[TEXT SECTION Boundary: Start]
- Opening titles
- Directed by: Oswald Mitchell
- Written by: Kathleen Butler; Alice Campbell (novel);
- Produced by: Gilbert Church
- Starring: Joan Maude; Arnold Bell; Don Stannard;
- Cinematography: S.D. Onions
- Music by: W.L. Trytel
- Production company: Gilbert Church Productions
- Distributed by: Ambassador Film Productions
- Release date: April 1949;
- Running time: 85 minutes
- Country: United Kingdom
- Language: English

= The Temptress (1949 film) =

The Temptress is a 1949 British second feature ('B') drama film directed by Oswald Mitchell and starring Joan Maude, Arnold Bell and Don Stannard. It was written by Kathleen Butler based on the 1928 novel Juggernaut by Alice Campbell, and was made at Bushey Studios, the final film to be directed by Mitchell before his death the same year.
[TEXT SECTION Boundary: End]
[RECORD EXTRACTS Boundary: Start]
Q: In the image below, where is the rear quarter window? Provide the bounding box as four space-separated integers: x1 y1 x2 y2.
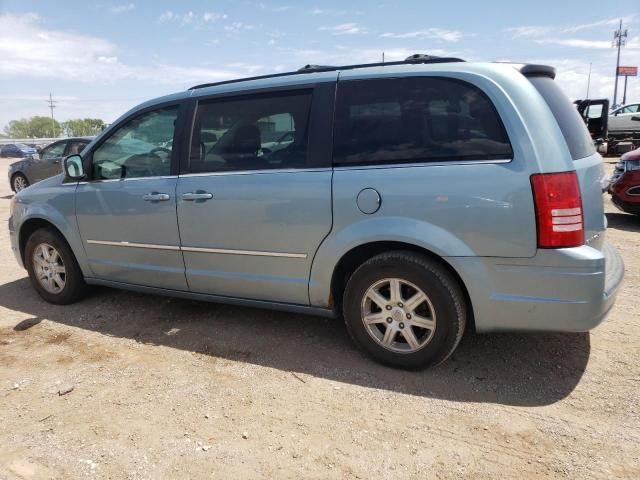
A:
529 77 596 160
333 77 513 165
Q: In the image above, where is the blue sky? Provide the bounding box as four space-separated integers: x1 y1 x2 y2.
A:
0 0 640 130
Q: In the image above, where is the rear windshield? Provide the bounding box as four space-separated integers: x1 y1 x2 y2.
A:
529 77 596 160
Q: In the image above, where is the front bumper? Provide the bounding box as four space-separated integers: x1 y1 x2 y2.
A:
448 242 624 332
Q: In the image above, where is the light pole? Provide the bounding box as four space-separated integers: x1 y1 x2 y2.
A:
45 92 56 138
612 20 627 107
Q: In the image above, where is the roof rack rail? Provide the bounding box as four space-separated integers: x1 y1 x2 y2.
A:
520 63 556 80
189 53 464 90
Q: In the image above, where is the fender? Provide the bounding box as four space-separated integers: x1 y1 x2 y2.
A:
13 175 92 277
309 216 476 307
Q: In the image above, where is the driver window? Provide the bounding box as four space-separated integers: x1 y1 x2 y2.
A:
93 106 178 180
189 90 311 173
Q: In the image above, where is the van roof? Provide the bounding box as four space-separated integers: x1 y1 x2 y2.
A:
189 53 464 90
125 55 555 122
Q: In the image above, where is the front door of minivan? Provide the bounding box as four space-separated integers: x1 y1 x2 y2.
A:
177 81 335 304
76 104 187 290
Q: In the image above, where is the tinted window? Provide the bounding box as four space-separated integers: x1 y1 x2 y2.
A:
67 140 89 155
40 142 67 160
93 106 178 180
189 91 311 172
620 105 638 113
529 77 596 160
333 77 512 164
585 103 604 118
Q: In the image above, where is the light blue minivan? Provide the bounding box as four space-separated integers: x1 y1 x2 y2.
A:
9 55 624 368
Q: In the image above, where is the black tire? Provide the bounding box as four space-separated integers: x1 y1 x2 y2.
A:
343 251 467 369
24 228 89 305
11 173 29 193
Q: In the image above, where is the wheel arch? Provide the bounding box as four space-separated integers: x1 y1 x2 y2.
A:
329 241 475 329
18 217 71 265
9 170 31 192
[RECORD EXTRACTS Boundary: End]
[RECORD EXTRACTS Boundary: Start]
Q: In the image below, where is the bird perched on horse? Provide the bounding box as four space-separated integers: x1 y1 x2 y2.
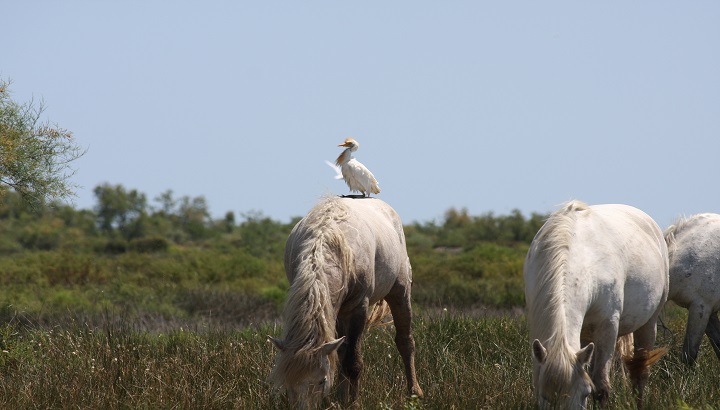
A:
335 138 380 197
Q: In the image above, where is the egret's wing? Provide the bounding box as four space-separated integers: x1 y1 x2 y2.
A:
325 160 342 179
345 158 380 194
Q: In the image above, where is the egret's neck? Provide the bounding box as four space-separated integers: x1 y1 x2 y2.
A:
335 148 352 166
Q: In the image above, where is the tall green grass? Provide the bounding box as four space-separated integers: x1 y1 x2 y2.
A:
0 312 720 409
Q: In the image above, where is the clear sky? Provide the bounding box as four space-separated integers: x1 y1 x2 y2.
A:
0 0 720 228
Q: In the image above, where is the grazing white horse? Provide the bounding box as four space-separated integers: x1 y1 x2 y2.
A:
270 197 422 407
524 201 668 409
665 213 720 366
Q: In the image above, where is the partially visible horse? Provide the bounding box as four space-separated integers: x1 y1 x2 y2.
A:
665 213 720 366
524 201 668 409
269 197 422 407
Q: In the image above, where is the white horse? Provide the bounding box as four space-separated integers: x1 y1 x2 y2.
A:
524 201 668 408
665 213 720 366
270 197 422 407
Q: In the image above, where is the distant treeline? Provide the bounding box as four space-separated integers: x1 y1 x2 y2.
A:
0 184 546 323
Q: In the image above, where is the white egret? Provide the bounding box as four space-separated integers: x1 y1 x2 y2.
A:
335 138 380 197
[RECORD EXTRACTS Boundary: End]
## WORK TASK 1
According to the entry on The Temptress, at which studios was the film made?
## WORK TASK 2
In the entry on The Temptress, take the part that opens with the words containing "The Temptress is" and closes with "the same year.", and substitute "thriller" for "drama".
The records are separate material and are not connected to the entry on The Temptress.

## TASK RESULT 1
Bushey Studios.

## TASK RESULT 2
The Temptress is a 1949 British second feature ('B') thriller film directed by Oswald Mitchell and starring Joan Maude, Arnold Bell and Don Stannard. It was written by Kathleen Butler based on the 1928 novel Juggernaut by Alice Campbell, and was made at Bushey Studios, the final film to be directed by Mitchell before his death the same year.